[Region annotation entries]

Start

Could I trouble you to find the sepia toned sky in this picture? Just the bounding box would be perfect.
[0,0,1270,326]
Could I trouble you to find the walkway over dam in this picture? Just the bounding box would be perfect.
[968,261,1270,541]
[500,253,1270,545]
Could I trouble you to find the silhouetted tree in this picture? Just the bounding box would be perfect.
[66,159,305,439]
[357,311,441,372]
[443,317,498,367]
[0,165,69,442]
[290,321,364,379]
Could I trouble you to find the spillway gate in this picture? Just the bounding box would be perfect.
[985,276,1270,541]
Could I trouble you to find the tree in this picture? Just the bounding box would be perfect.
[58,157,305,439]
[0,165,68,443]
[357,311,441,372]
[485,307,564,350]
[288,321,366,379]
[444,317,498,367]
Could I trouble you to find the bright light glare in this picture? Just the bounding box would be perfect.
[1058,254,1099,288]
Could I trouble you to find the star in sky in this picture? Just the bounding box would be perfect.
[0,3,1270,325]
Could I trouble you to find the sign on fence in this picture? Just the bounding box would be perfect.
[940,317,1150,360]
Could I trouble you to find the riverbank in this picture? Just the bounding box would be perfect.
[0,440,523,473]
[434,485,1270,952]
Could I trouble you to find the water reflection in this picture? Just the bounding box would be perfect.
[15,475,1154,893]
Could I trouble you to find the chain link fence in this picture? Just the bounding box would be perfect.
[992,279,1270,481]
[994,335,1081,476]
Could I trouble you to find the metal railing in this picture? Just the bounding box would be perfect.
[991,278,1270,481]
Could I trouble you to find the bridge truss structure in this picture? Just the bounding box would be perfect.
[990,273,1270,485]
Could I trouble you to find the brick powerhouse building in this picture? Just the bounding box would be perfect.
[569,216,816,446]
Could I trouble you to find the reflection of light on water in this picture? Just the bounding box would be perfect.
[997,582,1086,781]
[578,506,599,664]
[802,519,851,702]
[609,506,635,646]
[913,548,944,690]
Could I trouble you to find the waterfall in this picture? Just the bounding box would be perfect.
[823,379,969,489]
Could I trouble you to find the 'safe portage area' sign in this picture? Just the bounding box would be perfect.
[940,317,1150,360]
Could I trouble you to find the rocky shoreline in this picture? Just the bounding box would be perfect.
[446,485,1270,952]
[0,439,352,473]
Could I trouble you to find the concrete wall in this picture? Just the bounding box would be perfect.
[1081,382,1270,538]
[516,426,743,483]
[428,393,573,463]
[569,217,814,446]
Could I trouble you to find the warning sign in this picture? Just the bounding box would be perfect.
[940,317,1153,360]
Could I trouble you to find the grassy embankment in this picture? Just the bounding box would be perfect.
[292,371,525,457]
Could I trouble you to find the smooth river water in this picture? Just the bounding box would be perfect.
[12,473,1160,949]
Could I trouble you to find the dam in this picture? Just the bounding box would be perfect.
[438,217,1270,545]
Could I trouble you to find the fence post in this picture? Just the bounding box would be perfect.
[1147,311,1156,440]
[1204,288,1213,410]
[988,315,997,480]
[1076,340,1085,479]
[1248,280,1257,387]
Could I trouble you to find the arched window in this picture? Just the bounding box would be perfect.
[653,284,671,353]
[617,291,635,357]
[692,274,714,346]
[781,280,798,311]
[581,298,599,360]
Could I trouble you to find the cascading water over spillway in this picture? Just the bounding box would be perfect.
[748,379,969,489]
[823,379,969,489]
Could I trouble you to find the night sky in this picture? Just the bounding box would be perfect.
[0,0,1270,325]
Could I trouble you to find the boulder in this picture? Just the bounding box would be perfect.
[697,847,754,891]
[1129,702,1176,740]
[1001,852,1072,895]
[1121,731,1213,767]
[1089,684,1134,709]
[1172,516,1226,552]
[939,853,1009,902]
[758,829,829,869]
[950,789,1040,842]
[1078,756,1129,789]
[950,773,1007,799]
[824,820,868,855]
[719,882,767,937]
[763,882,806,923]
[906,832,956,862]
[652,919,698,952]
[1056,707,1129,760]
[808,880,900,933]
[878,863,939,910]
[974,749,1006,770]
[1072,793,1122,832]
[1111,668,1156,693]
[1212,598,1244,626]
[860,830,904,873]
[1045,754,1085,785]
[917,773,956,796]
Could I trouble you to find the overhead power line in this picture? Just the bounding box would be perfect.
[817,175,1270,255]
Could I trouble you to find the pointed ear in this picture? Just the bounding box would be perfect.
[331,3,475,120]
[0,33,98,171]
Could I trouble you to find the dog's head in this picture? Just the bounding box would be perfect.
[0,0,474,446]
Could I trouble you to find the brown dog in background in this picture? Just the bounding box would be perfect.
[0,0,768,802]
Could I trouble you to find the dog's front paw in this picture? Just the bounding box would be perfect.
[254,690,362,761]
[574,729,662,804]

End

• [Goal] Please rewrite all of the data above as a Markdown table with two columns, "Row" for the row number and "Line" for the line itself, leaving out any blank lines.

• [Output]
| Row | Line |
|---|---|
| 1 | Could I trouble you to find the sepia toned sky in this picture? Just the bounding box would be perfect. |
| 2 | [0,0,1270,326] |
| 3 | Could I trouble you to find the walkway over dam in this picture? Just the bounding box would be perfect. |
| 4 | [968,261,1270,541] |
| 5 | [500,253,1270,545] |
| 6 | Could I trouble you to find the silhouetted tree in this picture? Just the bounding box would be perfect. |
| 7 | [66,159,305,439] |
| 8 | [357,311,441,372] |
| 9 | [443,317,498,367] |
| 10 | [0,165,69,442] |
| 11 | [290,321,364,379] |
| 12 | Could I trouble you to find the spillway gate in this picture? Just the bounding box would be perfect. |
| 13 | [985,276,1270,541] |
| 14 | Could I trouble you to find the tree in this picture? Just the bounding box would be perfect. |
| 15 | [58,157,305,439] |
| 16 | [0,165,68,443] |
| 17 | [357,311,441,372] |
| 18 | [485,307,564,350] |
| 19 | [288,321,366,379] |
| 20 | [444,317,498,367] |
| 21 | Could I trouble you to find the bright light glare in this picture? Just the bounding box would be perfect. |
| 22 | [1058,254,1099,288] |
| 23 | Could I trouble you to find the star in sky in this picture? Just the bounding box would be perfect. |
| 24 | [0,3,1270,325] |
| 25 | Could I trouble you to find the sign on fence in this picture? Just the bounding box would be perfect. |
| 26 | [940,317,1150,360] |
| 27 | Could I trouble you to find the riverbank in this picture? Just the bounding box would be perfect. |
| 28 | [0,440,523,473] |
| 29 | [434,485,1270,952] |
| 30 | Could I trouble you to find the water reflection in this picture? Just the bounding box would be perfect. |
| 31 | [15,475,1154,893] |
| 32 | Could I trouble you to find the chain link fence in this picture? Just the bounding box would be perfect. |
| 33 | [992,279,1270,481] |
| 34 | [994,335,1081,476] |
| 35 | Could I trouble you to find the metal railing in this picture? Just the bounding box would be perfect. |
| 36 | [991,278,1270,481] |
| 37 | Could I trouble you to find the bridge truss structure in this picture? Just the bounding box would be perfect. |
| 38 | [990,273,1270,485] |
| 39 | Could I trouble you to find the brick powerhouse building in this picture? Just the bounding box would be perfect. |
| 40 | [569,216,816,446] |
| 41 | Could I trouble you to find the reflection of light on water in this picture? Just the bounding box would be perfect. |
| 42 | [997,582,1086,781] |
| 43 | [578,506,599,664] |
| 44 | [802,519,851,702] |
| 45 | [609,506,635,646] |
| 46 | [913,548,944,690] |
| 47 | Could I trouble you to find the waterfall in this picture? Just the bounding box would be perfect. |
| 48 | [823,379,969,489] |
| 49 | Could I trouble you to find the 'safe portage area' sign in this picture? Just the bounding box would be perfect. |
| 50 | [940,317,1150,360] |
| 51 | Could I trouble you to find the rocky shoreline in this picture? Just the bounding box would be perfect. |
| 52 | [446,485,1270,952] |
| 53 | [0,439,352,473] |
| 54 | Could I trouble you to find the concrete wall in this picture? Just the bounding box would be perfect. |
| 55 | [1081,382,1270,538] |
| 56 | [516,426,743,483] |
| 57 | [428,393,573,463] |
| 58 | [569,217,814,446] |
| 59 | Could I trouble you to find the warning sign in this picture? Just the bounding box would be perfect. |
| 60 | [940,317,1153,360] |
| 61 | Could I trouble you to find the grassy embankment in this picture? Just the bounding box would be perfect. |
| 62 | [292,371,525,457] |
| 63 | Could I trouble you to find the smooth river water in this picture? Just the bounding box would be perfect. |
| 64 | [12,473,1160,949] |
| 65 | Could I trouble you to find the dam in this picture? Just the bounding box would be perfect. |
| 66 | [438,217,1270,545] |
| 67 | Could I trouble you to find the fence post in this picture? Just the bounding box would be perfect. |
| 68 | [1147,311,1156,440] |
| 69 | [1204,288,1213,410] |
| 70 | [988,315,997,480] |
| 71 | [1076,340,1085,479] |
| 72 | [1248,280,1257,387] |
| 73 | Could I trouble you to find the arched window in this picture? Just the bounding box would be perfect. |
| 74 | [653,284,671,353] |
| 75 | [617,291,635,357] |
| 76 | [692,274,714,346] |
| 77 | [781,280,798,311] |
| 78 | [581,298,599,360] |
| 79 | Could I trouble you to find the cascading water over spillway in this picture? Just the bounding box would be perfect. |
| 80 | [748,379,969,489] |
| 81 | [823,379,969,489] |
| 82 | Could I trouble you to find the night sky in this picture? Just the bounding box would be perfect. |
| 83 | [0,0,1270,325] |
| 84 | Could I trouble you to find the boulder in this picture? Just the bounding box would be perfect. |
| 85 | [697,847,754,891] |
| 86 | [1129,702,1176,740] |
| 87 | [1001,852,1072,895] |
| 88 | [1121,731,1213,767] |
| 89 | [1089,684,1134,709] |
| 90 | [1172,516,1226,552] |
| 91 | [939,853,1009,902] |
| 92 | [758,829,829,869] |
| 93 | [950,789,1040,842] |
| 94 | [1078,756,1129,789] |
| 95 | [950,773,1007,799] |
| 96 | [824,820,868,855] |
| 97 | [719,882,767,937] |
| 98 | [763,882,806,923] |
| 99 | [906,832,956,862] |
| 100 | [652,919,698,952] |
| 101 | [1056,707,1129,760] |
| 102 | [808,880,900,933] |
| 103 | [878,863,939,910] |
| 104 | [974,749,1006,770] |
| 105 | [1072,793,1122,832] |
| 106 | [1111,668,1156,693] |
| 107 | [1212,598,1244,626] |
| 108 | [860,830,904,873] |
| 109 | [1045,754,1085,785] |
| 110 | [917,773,956,796] |
| 111 | Could I trouble you to find the overhead power line in this picture? Just the bounding box would be perfect. |
| 112 | [817,175,1270,255] |
| 113 | Could I trouble you to find the pointed ear in this picture? Just the bounding box would be perfect. |
| 114 | [331,3,475,120] |
| 115 | [0,33,98,171] |
| 116 | Could I trouble you to find the dog's head in this picture? Just the bounding box would be perfect. |
| 117 | [0,0,474,446] |
| 118 | Could I trouble you to find the brown dog in background in this picture? Just the bounding box would be perfect. |
| 119 | [0,0,768,802] |
| 120 | Could I trouble you to find the dog's front paw in this picture? Just the bounding box would be perfect. |
| 121 | [254,690,362,761] |
| 122 | [574,729,662,804] |